§ EXTRACTED RECORDS
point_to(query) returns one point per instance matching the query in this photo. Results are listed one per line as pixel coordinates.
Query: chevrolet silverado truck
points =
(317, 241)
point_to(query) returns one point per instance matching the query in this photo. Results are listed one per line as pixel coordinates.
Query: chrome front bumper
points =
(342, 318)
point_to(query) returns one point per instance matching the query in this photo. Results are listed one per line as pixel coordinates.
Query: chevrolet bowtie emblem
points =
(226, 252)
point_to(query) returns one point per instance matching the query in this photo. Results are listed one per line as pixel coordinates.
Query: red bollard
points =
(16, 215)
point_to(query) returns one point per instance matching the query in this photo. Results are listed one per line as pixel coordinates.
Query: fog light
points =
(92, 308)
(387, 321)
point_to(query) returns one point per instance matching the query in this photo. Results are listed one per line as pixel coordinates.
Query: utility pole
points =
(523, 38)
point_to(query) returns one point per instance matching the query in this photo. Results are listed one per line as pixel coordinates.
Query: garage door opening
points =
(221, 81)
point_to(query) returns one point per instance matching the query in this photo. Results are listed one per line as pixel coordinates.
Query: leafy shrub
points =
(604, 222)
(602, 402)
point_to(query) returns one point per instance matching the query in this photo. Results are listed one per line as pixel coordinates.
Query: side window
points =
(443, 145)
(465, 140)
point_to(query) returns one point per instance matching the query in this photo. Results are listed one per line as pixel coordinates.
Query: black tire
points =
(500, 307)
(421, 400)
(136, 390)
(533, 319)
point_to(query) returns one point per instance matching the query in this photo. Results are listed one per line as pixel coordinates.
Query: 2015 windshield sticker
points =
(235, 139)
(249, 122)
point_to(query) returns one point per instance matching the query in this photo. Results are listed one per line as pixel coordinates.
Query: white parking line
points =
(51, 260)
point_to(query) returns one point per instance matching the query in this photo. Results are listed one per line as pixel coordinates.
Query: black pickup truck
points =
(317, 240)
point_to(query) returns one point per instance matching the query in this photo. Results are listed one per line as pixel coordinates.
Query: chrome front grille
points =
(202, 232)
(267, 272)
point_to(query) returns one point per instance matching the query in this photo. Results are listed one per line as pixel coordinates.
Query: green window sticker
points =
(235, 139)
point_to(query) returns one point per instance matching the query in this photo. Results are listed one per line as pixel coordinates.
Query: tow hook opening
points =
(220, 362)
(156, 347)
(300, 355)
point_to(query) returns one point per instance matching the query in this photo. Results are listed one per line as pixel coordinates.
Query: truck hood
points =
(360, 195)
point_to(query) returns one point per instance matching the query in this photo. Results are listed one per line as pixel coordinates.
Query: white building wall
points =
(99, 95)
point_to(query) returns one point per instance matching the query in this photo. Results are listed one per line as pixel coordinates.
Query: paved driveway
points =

§ EXERCISE DIRECTIONS
All lines of the records above that carry the word "black" should be listed.

§ WRITTEN SOLUTION
Query: black tire
Query: black pickup truck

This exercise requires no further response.